==== Document excerpt

Baháʼí - The Twelfth day Riḍván Festival

Compiled by
Jaya Raju Thota, India
( JRT, India)
The Twelfth Day of Riḍván festival falls on
5 Jamál 178 B.E. (Baháʼí Era) 1 May, 2021.
Baháʼí Communities throughout world joyfully celebrate the Twelfth Day of Riḍván on 5 Jamál 178 B.E. (Baháʼí Era) 1 May, 2021.
Ridván means “paradise” in the Arabic language.
The Twelfth Day of Ridván is the last day
Baháʼu'lláh spent in the Garden of Ridván in Baghdad in 1863. It
was during this time that Baháʼu'lláh
declared His Prophetic Mission to His followers. Ridván is a joyous occasion, but the twelfth day was one of sadness.
One day Bahá’u’lláh’s brother was being chased by a gang hoping to injure him. As he made it to the entrance of the Russian Consulate, they robbed him of his cloak. When the Russian Consul heard about this and then learnt of Bahá’u’lláh’s brutal imprisonment in an underground reservoir, he straight away rose up before the Shah, and by using his great influence and pressure, brought about Bahá’u’lláh’s release. Iran moved Bahá’u’lláh far away, to Baghdad; the Russians appointed guards to protect Him along the way, threatening that if a hair should be lost from His head, war would follow and burn Iran to cinders.
Every new Faith traces its beginnings back to the moment when its Prophet and Founder first recognized and began to proclaim its holy mission.
Christians trace their Faith’s origins to the period when Jesus Christ, after His baptism by John the Baptist, returned from His sojourn in the wilderness to begin preaching the new Gospel.
Jewish people recognize the return of Moses from Mount Sinai as the time when He brought the Ten Commandments to His followers.
In Islam, Muslims mark the beginnings of their Faith from the year 610 C.E., in a cave named Hira on
Mount Jabal al-Nour near Mecca in what is now Saudi Arabia, when Muhammad received his first revelation.
For Baháʼís, the 12-day period (April 20 through May 1, 2021) called Riḍván (which means paradise) commemorates Baháʼu'lláh's initial announcement of His new Revelation:
Arise, and proclaim unto the entire creation the tidings that He Who is the All-Merciful hath directed His steps towards the Riḍván and entered it. Guide, then, the people unto the garden of delight which God hath made the Throne of His Paradise. – Baháʼu'lláh, Gleanings from the Writings of Baháʼu'lláh.
That period of time, celebrated by Baháʼís around the Earth during late April and early May each year, signifies more than simply the beginnings of their Faith – to Baháʼís it means that a new spiritual springtime has arrived for the entire world.

========

Exercise requirements: Reproduce the passage from the text on the Twelfth Day of Riḍván word for word, starting at "Baháʼí - The" and ending after "on 5 Jamál 178 B.E. (Baháʼí Era) 1 May, 2021.".

==== Data section

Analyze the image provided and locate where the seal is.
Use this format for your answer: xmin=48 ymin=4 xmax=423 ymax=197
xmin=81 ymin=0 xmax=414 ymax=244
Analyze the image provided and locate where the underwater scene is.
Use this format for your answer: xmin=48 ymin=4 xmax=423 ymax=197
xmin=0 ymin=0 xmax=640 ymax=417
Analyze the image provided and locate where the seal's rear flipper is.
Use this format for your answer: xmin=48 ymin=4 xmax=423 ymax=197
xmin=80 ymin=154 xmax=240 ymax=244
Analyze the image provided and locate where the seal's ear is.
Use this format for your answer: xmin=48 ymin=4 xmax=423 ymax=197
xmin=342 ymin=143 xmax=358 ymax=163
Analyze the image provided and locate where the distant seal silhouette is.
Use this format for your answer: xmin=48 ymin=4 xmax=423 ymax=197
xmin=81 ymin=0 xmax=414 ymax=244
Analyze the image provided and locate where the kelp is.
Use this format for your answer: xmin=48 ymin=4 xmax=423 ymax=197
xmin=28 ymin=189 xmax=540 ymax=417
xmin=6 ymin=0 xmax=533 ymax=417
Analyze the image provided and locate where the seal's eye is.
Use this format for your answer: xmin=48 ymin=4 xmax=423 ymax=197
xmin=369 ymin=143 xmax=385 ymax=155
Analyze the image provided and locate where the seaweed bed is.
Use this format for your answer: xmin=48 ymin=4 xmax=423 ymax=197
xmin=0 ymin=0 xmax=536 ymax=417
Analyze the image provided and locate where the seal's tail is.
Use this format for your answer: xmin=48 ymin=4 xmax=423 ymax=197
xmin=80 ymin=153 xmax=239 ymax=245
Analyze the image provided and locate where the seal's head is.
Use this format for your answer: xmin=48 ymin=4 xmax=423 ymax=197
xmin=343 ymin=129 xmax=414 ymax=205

========

Response to this exercise:
Baháʼí - The Twelfth day Riḍván Festival

Compiled by
Jaya Raju Thota, India
( JRT, India)
The Twelfth Day of Riḍván festival falls on
5 Jamál 178 B.E. (Baháʼí Era) 1 May, 2021.
Baháʼí Communities throughout world joyfully celebrate the Twelfth Day of Riḍván on 5 Jamál 178 B.E. (Baháʼí Era) 1 May, 2021.